INSTRUCTIONS TO FOLLOW »
Reproduce word for word the passage of the text on Cardinal Giacomo Rospigliosi from "Italian Roman Catholic cardinal (1628–1684)" to "Pope Clement IX.".

TEXT PROVIDED »
Italian Roman Catholic cardinal (1628–1684)

Giacomo or Jacopo Rospigliosi (1628 - 2 February 1684) was an Italian Roman Catholic cardinal. He was Cardinal-nephew of Pope Clement IX.

==Biography==
Born in Pistoia, he was the son of Camillo Rospigliosi and Lucrezia Cellesi, making him the brother of cardinal Felice Rospigliosi, nephew of Giulio Rospigliosi (later Pope Clement IX), cousin of cardinal Carlo Agostino Fabroni, the uncle of cardinal Antonio Banchieri and great-uncle of cardinal Flavio Chigi junior. He studied under the Jesuits in Salamanca and graduated with a degree in utroque jure in 1649.

He went to Rome in 1643 and later returned to Spain with his uncle Giulio, who was then papal nuncio to the Kingdom of Iberia. He was sent on diplomatic missions to Paris and Flanders and later became Prefect of the Tribunal of the Apostolic Signatura in December 1667. He was made a cardinal in the consistory of 12 December 1667 by his uncle, who was now pope, with the title of Cardinal Priest of San Sisto, which he held until 1672, when he chose Santi Giovanni e Paolo as his titulus.

In 1667 he became Archpriest of the Liberian Basilica, a role he held until his death. He also served as governor of Fermo, Tivoli and Capranica and from 1668 to 1680 was tied to Avignon. He took part in the 1669-70 and 1676 papal conclaves. In 1680 he became camerlengo of the College of Cardinals. He died in Rome and was buried in the Basilica of Santa Maria Maggiore.

DATA SEGMENT »
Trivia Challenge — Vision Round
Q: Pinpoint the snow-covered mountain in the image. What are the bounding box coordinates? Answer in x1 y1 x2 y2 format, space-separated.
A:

COMPLETED EXERCISE »
Italian Roman Catholic cardinal (1628–1684)

Giacomo or Jacopo Rospigliosi (1628 - 2 February 1684) was an Italian Roman Catholic cardinal. He was Cardinal-nephew of Pope Clement IX.